### Required work:
A word-for-word transcript of the closing lines is required: from the one with "of the tree" through the final line of the data.

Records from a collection
*** Begin section ***
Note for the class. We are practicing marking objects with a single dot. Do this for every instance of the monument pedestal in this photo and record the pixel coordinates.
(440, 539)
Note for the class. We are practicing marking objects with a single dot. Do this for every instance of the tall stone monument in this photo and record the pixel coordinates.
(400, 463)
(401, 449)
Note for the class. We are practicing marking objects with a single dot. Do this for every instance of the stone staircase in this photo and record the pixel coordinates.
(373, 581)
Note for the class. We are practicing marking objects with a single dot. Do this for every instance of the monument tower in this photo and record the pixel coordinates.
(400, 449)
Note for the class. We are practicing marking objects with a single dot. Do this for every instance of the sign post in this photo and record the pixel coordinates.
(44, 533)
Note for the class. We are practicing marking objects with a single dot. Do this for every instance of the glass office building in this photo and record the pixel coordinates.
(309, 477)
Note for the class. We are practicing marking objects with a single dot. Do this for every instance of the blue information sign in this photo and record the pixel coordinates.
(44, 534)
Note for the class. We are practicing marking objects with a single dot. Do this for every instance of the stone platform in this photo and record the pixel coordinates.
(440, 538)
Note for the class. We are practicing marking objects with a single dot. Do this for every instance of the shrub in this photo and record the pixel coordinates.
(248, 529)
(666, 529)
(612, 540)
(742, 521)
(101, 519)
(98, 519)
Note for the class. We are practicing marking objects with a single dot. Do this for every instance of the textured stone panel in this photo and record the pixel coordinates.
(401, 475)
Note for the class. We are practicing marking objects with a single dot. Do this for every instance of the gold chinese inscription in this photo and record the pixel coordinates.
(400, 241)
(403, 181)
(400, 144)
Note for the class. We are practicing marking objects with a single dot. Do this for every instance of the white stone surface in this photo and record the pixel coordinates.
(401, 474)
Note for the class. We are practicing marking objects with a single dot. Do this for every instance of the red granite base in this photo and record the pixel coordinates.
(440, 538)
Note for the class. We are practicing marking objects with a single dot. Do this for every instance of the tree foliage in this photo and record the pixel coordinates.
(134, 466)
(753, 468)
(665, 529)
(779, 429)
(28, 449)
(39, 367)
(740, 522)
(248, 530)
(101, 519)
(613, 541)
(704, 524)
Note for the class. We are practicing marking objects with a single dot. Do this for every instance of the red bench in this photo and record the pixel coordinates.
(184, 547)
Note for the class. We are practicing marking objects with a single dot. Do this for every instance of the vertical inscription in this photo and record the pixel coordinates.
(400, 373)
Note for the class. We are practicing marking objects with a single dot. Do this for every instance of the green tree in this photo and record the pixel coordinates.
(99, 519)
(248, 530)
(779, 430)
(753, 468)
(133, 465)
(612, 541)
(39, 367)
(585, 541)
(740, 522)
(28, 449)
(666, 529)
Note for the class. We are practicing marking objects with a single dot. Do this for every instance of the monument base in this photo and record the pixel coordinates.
*** End section ***
### Exercise response:
Note for the class. We are practicing marking objects with a single dot. Do this for every instance of the tree foliage in this photo and record the pixel coordinates.
(134, 466)
(753, 468)
(665, 529)
(779, 429)
(28, 449)
(39, 367)
(740, 522)
(248, 530)
(101, 519)
(613, 541)
(704, 524)
Note for the class. We are practicing marking objects with a single dot. Do this for every instance of the red bench in this photo and record the pixel coordinates.
(184, 547)
Note for the class. We are practicing marking objects with a single dot. Do this for every instance of the vertical inscription in this photo and record the pixel coordinates.
(400, 373)
Note for the class. We are practicing marking objects with a single dot. Do this for every instance of the green tree in this photo and record the pixel coordinates.
(99, 519)
(248, 530)
(779, 430)
(753, 468)
(133, 465)
(612, 541)
(39, 367)
(585, 541)
(740, 522)
(28, 449)
(666, 529)
Note for the class. We are practicing marking objects with a single dot. Do this for every instance of the monument base in this photo and record the pixel coordinates.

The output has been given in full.